— ASSIGNMENT —
Copy out exactly each line from the line with "In this exercise you will indicate the metal" through the last line of the material below.
DATA Block Start
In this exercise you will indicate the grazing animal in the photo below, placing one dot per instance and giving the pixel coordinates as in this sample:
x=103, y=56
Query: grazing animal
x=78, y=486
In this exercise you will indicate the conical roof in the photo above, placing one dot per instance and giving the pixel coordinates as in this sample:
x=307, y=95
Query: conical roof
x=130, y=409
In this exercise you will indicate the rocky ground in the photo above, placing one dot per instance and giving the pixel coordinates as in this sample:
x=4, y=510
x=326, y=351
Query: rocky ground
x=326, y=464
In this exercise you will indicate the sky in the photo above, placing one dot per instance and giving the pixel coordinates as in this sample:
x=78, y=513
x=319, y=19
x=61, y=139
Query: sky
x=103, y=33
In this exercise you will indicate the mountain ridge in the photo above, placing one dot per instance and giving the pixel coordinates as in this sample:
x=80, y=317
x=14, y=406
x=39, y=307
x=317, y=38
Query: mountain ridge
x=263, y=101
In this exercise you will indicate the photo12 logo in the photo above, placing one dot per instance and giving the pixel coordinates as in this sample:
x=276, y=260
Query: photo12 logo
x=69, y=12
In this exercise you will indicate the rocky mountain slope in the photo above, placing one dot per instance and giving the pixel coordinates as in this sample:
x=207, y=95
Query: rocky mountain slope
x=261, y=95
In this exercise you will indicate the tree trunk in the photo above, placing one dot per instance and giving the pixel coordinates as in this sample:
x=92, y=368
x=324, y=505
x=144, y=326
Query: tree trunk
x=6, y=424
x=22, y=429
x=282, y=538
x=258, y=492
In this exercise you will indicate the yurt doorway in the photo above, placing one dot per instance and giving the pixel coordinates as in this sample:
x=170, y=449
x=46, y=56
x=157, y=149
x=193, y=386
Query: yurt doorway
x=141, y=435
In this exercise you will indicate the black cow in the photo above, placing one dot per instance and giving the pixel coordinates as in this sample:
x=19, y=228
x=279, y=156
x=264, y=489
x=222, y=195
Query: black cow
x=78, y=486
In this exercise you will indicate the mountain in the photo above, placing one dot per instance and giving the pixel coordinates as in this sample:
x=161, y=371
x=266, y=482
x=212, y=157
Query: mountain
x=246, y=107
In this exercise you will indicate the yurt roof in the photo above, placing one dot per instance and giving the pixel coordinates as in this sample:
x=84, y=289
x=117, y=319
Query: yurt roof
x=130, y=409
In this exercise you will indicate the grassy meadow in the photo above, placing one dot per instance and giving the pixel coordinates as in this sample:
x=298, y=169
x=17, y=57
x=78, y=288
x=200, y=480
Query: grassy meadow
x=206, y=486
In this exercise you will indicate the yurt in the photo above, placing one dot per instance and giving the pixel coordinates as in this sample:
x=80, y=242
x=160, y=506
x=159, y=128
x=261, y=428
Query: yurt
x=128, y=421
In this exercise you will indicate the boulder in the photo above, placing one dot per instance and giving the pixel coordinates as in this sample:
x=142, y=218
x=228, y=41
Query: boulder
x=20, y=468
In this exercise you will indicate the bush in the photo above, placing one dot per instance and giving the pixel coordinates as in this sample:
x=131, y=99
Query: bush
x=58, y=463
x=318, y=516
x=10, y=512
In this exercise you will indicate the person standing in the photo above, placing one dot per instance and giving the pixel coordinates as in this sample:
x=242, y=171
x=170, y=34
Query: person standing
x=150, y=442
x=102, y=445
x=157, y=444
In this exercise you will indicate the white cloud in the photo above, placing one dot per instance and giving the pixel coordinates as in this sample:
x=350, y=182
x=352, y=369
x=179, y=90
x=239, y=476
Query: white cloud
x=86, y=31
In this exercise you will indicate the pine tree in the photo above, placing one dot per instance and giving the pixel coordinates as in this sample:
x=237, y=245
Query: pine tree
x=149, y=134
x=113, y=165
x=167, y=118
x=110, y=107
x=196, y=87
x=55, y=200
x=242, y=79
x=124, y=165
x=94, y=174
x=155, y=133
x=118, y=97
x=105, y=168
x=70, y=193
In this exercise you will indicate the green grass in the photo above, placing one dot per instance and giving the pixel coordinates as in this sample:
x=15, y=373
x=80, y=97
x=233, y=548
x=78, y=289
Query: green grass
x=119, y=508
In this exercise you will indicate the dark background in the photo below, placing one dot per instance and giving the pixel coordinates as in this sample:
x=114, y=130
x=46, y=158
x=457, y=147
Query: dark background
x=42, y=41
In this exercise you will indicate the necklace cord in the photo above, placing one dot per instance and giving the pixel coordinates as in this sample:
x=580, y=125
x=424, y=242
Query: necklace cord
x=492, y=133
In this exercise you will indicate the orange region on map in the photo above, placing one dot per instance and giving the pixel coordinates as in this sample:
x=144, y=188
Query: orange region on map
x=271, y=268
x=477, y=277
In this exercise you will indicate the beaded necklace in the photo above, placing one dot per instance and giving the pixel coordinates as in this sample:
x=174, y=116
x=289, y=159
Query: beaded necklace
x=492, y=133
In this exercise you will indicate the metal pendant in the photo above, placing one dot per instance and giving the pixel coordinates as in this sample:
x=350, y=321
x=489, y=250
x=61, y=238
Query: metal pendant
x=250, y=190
DATA Block End
— RESPONSE FOR THIS EXERCISE —
In this exercise you will indicate the metal pendant in the photo above, placing one dot per instance and giving the pixel coordinates as in this sample:
x=350, y=321
x=489, y=250
x=61, y=238
Query: metal pendant
x=250, y=190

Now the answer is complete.